Set exercise ▸
Quote the records from the line with "Guideline: for each instance of the red" up to and including the line with "Target: red truck", reproducing those lines and nothing else.

Supplied data ▸

========================

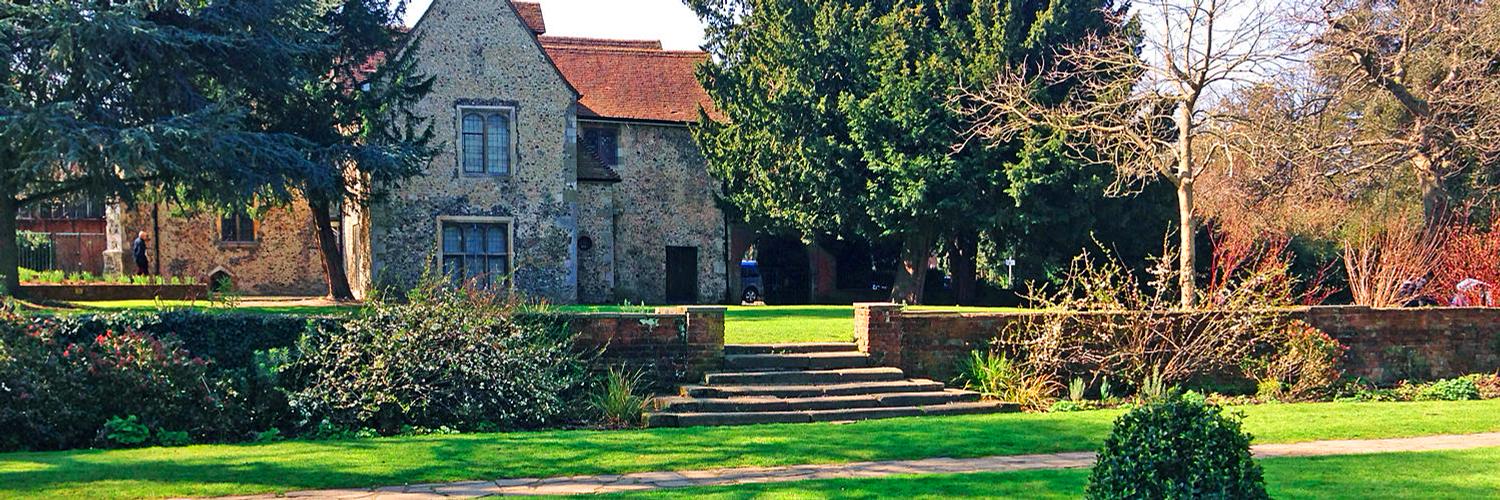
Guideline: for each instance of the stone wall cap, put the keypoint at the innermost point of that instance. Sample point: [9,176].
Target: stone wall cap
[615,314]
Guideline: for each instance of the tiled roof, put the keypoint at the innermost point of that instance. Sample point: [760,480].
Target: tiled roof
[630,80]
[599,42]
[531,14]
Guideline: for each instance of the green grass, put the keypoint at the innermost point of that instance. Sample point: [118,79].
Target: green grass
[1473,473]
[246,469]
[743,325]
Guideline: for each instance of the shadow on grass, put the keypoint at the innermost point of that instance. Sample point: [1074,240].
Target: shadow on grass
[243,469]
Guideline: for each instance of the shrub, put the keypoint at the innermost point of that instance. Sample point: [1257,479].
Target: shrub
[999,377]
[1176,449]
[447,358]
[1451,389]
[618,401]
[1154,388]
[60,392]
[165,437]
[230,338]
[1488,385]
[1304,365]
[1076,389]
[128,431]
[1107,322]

========================

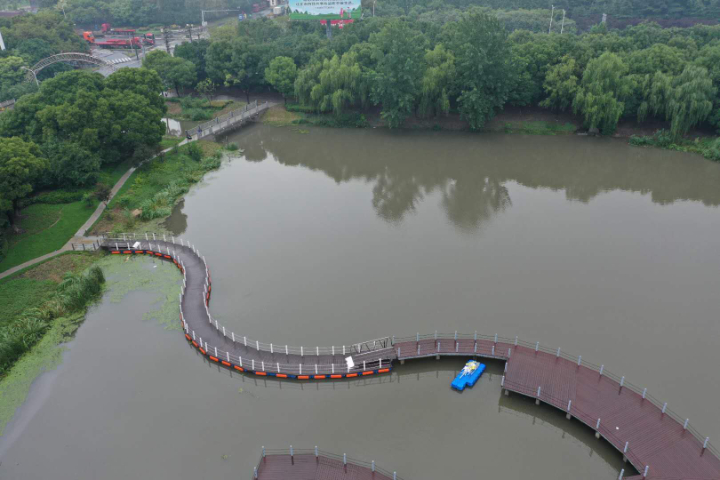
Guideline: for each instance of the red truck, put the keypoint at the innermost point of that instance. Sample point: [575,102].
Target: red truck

========================

The response ▸
Guideline: for each instance of the red truck, put the keypoint at the innermost point of that instance. Sample point: [575,102].
Target: red truck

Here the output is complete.